■ Tâche courte 1: Reproduisez à l'identique la partie des lignes qui s'ouvre sur la ligne contenant « As a courtesy, could you identify the person » et va jusqu'à la dernière ligne, ces deux lignes comprises.

■ Texte à lire:
Dans mon précédent exposé, j’ai amorcé une réflexion sur les habitudes problématiques qui peuvent s’installer au sein d’une équipe Scrum et mener, inéluctablement, à un échec de livraison. Je souhaite ici approfondir cette thématique, en me concentrant cette fois sur les dynamiques opérationnelles au sein de l’équipe.
Ces dynamiques sont tout aussi cruciales que l’excellence technique des membres de l’équipe. Même avec des professionnels hautement qualifiés, certains aspects peuvent compromettre leurs efforts vers la perfection. Cela ne relève pas tant de leur responsabilité individuelle, mais plutôt des décisions de gestion de projet et de la capacité à doter l’équipe de processus adaptés, soutenant une intention claire et des activités prévisibles.
Équipes aux compétences cloisonnées
Imaginons une équipe composée de développeurs compétents, autonomes et capables de tenir leurs engagements en livrant le contenu du sprint dans les délais impartis. Même dans ce cas de figure idéal, l’équipe aura des difficultés à gérer un backlog de fonctionnalités en constante augmentation si les compétences sont strictement sectorisées entre les membres.

■ Lignes:

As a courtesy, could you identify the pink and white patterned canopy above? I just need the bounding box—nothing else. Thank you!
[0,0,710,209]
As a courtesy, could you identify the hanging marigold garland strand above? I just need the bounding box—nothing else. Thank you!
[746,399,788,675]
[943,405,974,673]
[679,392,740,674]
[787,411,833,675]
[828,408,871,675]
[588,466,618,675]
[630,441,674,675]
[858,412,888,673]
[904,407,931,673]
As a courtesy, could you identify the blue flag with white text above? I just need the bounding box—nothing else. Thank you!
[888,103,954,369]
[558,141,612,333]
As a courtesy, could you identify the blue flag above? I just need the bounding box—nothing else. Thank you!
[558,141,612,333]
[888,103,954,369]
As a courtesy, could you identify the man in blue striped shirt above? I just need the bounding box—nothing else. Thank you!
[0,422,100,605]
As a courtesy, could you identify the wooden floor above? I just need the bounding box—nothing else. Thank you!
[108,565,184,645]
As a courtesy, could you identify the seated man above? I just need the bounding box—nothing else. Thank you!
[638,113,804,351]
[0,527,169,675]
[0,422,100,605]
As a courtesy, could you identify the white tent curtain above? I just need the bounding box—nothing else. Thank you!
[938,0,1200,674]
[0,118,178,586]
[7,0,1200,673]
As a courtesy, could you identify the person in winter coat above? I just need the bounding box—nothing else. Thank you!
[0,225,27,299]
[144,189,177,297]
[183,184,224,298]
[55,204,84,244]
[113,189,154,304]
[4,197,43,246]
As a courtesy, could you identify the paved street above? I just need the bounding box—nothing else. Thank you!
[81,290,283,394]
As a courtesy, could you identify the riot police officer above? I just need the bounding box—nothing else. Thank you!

■ Tâche courte 2: Recopiez sans rien changer le passage du texte sur les équipes Scrum qui commence par les mots « Équipes aux compétences » et se termine par « entre les membres. ».

■ Réponse 1:
As a courtesy, could you identify the person in winter coat above? I just need the bounding box—nothing else. Thank you!
[0,225,27,299]
[144,189,177,297]
[183,184,224,298]
[55,204,84,244]
[113,189,154,304]
[4,197,43,246]
As a courtesy, could you identify the paved street above? I just need the bounding box—nothing else. Thank you!
[81,290,283,394]
As a courtesy, could you identify the riot police officer above? I just need the bounding box—nothing else. Thank you!

■ Réponse 2:
Équipes aux compétences cloisonnées
Imaginons une équipe composée de développeurs compétents, autonomes et capables de tenir leurs engagements en livrant le contenu du sprint dans les délais impartis. Même dans ce cas de figure idéal, l’équipe aura des difficultés à gérer un backlog de fonctionnalités en constante augmentation si les compétences sont strictement sectorisées entre les membres.